**Provided information:**
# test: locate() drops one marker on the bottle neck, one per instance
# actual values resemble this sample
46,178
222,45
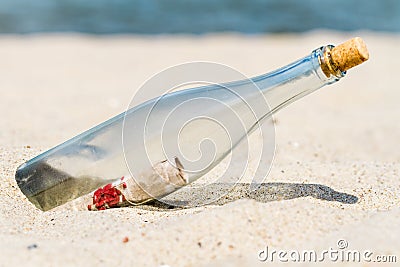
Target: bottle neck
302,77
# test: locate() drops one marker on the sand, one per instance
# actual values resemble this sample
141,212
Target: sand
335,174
...
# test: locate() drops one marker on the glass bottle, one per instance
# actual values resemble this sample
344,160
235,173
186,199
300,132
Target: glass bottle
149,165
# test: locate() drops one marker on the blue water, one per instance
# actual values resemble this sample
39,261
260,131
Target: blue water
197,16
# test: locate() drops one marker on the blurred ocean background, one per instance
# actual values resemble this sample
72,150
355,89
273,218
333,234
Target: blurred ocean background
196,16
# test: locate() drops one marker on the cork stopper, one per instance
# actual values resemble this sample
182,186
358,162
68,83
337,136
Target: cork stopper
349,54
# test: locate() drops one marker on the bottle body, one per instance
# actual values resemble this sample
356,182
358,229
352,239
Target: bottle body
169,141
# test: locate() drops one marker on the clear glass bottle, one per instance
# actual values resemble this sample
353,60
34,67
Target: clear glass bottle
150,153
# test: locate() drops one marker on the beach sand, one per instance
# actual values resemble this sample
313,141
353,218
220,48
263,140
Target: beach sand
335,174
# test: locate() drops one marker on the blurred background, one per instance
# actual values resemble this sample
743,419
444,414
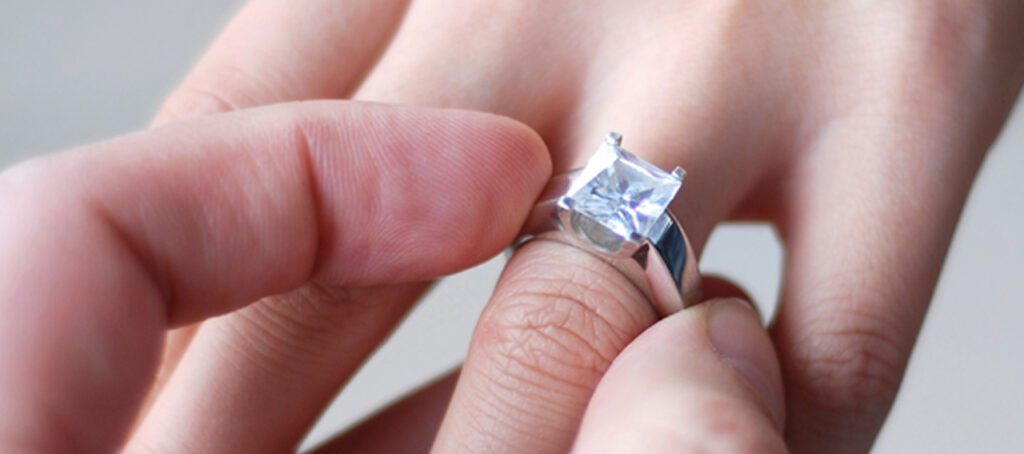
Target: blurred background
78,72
--
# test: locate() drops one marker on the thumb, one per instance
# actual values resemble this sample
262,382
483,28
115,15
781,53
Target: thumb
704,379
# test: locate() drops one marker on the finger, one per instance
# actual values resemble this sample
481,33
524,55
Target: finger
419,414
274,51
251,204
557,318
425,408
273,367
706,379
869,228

**Work required:**
Please gather every line of the material above that contains the word "background". Case counts.

**Expected answer:**
# test: locate() drops one marker on the blurred ocean background, one per instance
Target: blurred ocean background
# test: locate() drops one marker on the blurred background, one per instance
Target: blurred background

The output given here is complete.